== THE PROBLEM ==
Please repeat the records below exactly, skipping any pictures.
ENTRIES SUPPLIED Start Marker
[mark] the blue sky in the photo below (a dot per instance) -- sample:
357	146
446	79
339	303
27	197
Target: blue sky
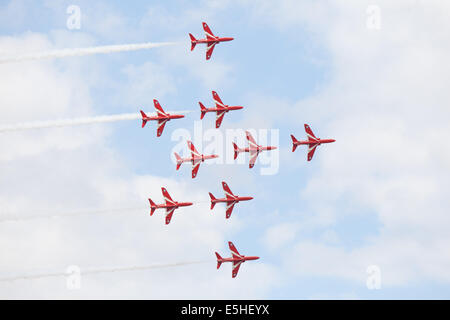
316	226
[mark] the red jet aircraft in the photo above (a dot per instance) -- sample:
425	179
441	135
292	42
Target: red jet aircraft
253	148
230	199
220	109
211	40
196	158
162	117
312	142
236	258
170	205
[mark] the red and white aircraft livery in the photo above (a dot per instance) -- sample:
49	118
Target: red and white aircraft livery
230	199
162	117
312	142
170	205
236	258
253	148
211	40
220	109
196	158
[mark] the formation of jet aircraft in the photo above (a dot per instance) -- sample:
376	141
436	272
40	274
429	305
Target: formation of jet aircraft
196	158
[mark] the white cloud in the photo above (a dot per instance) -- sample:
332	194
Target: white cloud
386	106
68	169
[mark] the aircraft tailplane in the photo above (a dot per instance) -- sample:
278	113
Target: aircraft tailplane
152	206
219	260
294	143
213	203
179	161
193	41
202	109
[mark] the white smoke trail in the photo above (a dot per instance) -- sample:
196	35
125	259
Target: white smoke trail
83	51
76	121
114	211
20	217
100	270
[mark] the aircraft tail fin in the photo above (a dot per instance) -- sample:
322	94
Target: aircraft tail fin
294	143
219	260
144	120
152	206
179	161
193	41
213	203
236	150
202	109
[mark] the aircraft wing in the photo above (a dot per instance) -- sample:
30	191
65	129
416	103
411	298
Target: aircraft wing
251	140
235	270
161	125
227	191
230	206
219	118
169	213
195	168
208	32
217	100
310	134
311	149
234	251
194	151
159	109
210	49
166	196
253	156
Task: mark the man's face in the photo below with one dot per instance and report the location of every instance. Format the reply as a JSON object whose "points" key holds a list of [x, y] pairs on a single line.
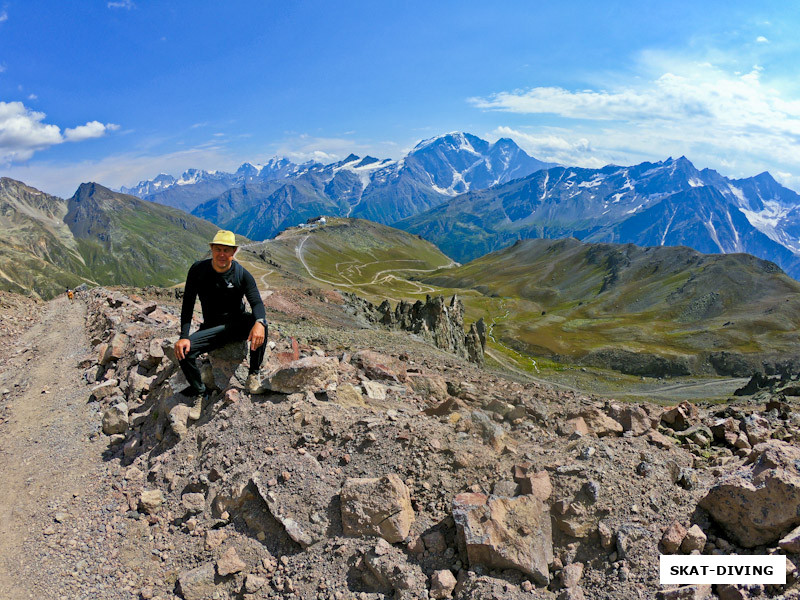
{"points": [[222, 257]]}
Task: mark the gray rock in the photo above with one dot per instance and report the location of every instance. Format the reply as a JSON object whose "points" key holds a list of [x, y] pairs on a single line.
{"points": [[312, 374], [760, 502], [377, 506], [506, 533], [115, 419], [198, 584]]}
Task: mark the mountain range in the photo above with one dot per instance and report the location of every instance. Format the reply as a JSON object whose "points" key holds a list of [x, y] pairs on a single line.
{"points": [[97, 236], [258, 201], [470, 197], [645, 311], [668, 203]]}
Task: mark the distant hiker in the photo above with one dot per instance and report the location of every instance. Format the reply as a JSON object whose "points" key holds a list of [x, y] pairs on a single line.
{"points": [[221, 283]]}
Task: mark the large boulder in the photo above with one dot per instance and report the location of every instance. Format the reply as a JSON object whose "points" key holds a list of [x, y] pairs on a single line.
{"points": [[227, 366], [283, 483], [312, 374], [115, 419], [760, 502], [600, 423], [506, 533], [377, 506], [198, 583]]}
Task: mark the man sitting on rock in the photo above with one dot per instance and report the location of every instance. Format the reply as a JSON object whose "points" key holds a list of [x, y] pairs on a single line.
{"points": [[221, 283]]}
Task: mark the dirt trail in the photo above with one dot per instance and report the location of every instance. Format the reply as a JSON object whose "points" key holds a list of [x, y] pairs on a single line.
{"points": [[45, 452]]}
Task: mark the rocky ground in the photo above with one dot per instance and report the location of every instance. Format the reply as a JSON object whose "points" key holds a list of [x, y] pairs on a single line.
{"points": [[371, 465]]}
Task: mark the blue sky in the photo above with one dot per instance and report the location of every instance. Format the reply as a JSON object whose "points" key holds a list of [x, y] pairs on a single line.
{"points": [[118, 91]]}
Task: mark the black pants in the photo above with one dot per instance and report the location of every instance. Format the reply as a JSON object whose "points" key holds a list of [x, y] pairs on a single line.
{"points": [[207, 339]]}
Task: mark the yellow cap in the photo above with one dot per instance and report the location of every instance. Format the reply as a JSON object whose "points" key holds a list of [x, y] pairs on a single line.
{"points": [[224, 238]]}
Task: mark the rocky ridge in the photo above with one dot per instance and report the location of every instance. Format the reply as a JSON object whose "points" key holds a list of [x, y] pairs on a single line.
{"points": [[365, 479], [435, 320]]}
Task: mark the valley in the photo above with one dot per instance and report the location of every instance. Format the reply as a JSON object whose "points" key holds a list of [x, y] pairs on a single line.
{"points": [[374, 262]]}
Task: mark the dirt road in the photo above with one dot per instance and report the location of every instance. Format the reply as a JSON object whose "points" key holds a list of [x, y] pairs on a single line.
{"points": [[46, 458]]}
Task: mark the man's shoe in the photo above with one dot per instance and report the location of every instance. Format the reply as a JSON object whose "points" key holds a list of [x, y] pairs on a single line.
{"points": [[253, 384]]}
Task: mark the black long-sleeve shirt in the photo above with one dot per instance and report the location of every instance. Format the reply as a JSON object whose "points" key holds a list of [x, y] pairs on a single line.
{"points": [[221, 295]]}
ENTRIES SUPPLIED End Marker
== SOLUTION FOR THIS EXERCISE ==
[mark] the blue sky in the photo below (a dot per instance) -- sample:
357	146
446	79
339	303
27	197
Target: blue sky
316	226
[mark] the red jet aircraft in the photo above (a dot per instance) -- sample:
425	179
441	135
292	42
Target: red jet aircraft
253	148
230	199
220	109
211	40
196	158
162	117
312	142
236	258
170	205
[mark] the red and white aircraft livery in the photo above (a dot per instance) -- sample:
49	118
Target: red and white aircraft livery
230	199
162	117
312	142
170	205
236	258
253	148
211	40
220	109
196	158
[mark] the formation of jet aircraft in the photo above (a dot per instance) -- sample:
376	141
436	272
40	274
429	305
Target: formation of jet aircraft
196	158
[mark] the white cloud in the photo above (a dot per instance) -- sample:
332	194
Target: white cloud
386	106
68	169
[mark] the aircraft tailplane in the photo above (a dot per instance) -- sample:
278	113
Target: aircraft tailplane
152	206
219	260
294	143
213	203
179	161
193	41
202	109
[mark] the white smoke trail in the photo above (a dot per instance) -- sample:
196	35
125	259
Target: white smoke trail
83	51
76	121
114	211
20	217
100	270
[mark] the aircraft tail fin in the photo above (a dot per instance) -- sample:
322	94
Target: aircraft tail fin
294	143
219	260
144	120
152	206
179	161
193	41
213	203
236	150
202	109
[mark] the aircraft wing in the photo above (a dot per instance) -- sample:
30	191
65	129
416	103
411	298
Target: aircraft wing
251	140
235	270
161	125
227	191
230	206
219	118
169	213
195	168
208	32
217	100
310	134
311	149
234	251
194	151
159	109
210	49
166	196
253	156
Task: mark the man's face in the photo below with one dot per instance and report the location of every instance. Format the reply as a JSON object whose "points" key holds a list of [x, y] pairs on a single line.
{"points": [[222, 257]]}
Task: mark the gray rock in the photo above with one dot per instance and report the location of every instance. Format the reply as a JSON object whose "points" key holds a list of [x, y] pairs on a single line.
{"points": [[312, 374], [760, 502], [377, 506], [506, 533], [115, 419], [198, 584]]}
Task: mark the mountain range in the photo above with one dot per instance and report the location of every instance. Format the reply as a JSON object whose "points" key holds a list of [x, y] pairs on a single line.
{"points": [[97, 236], [258, 201], [470, 197], [645, 311], [668, 203]]}
Task: mark the distant hiker in the photo above with one dot per instance and report the location of every instance. Format the reply as a JSON object whose "points" key holds a list of [x, y] pairs on a single line.
{"points": [[221, 283]]}
Task: mark the large boulder in the photo above with one dot per instance and report the location of every instance. Format the reply as a JSON object whose "points" key holds a list of [x, y] pairs on a single line.
{"points": [[227, 366], [283, 483], [312, 374], [115, 419], [760, 502], [600, 423], [506, 533], [377, 506], [198, 583]]}
Task: mark the man sitting on rock in the photo above with one dot per instance and report the location of every instance. Format the reply as a JSON object whose "points" key holds a list of [x, y] pairs on a single line.
{"points": [[221, 283]]}
Task: mark the dirt trail in the photo above with one dot per instance and report the location of every instance. Format the reply as a JSON object whose "points" key holds a list of [x, y] pairs on a single line.
{"points": [[45, 452]]}
Task: mark the rocky ground in the photo above with one dot per instance and report the location of every instance. Format the reply as a JSON object whose "points" key holds a list of [x, y] pairs on a single line.
{"points": [[371, 465]]}
Task: mark the blue sky in the photo above with one dot per instance and report the location of every instance. Format the reply as a JSON object whose "points" key holds a list of [x, y] pairs on a single line.
{"points": [[118, 91]]}
Task: mark the black pants in the photo above with one dot per instance and report the location of every instance. Format the reply as a JSON object whose "points" key holds a list of [x, y] pairs on a single line.
{"points": [[207, 339]]}
Task: mark the yellow cap in the photo above with one dot per instance and report the location of every instance. Format the reply as a JSON object whose "points" key holds a list of [x, y] pairs on a single line.
{"points": [[224, 238]]}
Task: mark the rocky ridge in the photo above with one dot per instance and report the location of every instance. Format the reply as a JSON object whose "points" key holds a list of [x, y] pairs on a single line.
{"points": [[365, 479], [435, 320]]}
Task: mark the valley in the photo above with one dot per instance and report the location of every instance. Format the reply as a JSON object whose "points" key holds a list of [x, y] pairs on a single line.
{"points": [[374, 262]]}
Task: mark the dirt road in the photo above with one dot per instance and report the location of every instance. Format the reply as a JSON object whose "points" key holds a list of [x, y] pairs on a single line.
{"points": [[46, 458]]}
Task: mark the man's shoe in the photo above with one dot per instance and report the location of every instance. Format the reply as a JSON object whose "points" key holds a list of [x, y] pairs on a single line.
{"points": [[253, 384]]}
Task: mark the black long-sleeve shirt in the photo above with one dot per instance and report the location of every instance. Format the reply as a JSON object whose "points" key holds a list of [x, y] pairs on a single line.
{"points": [[221, 295]]}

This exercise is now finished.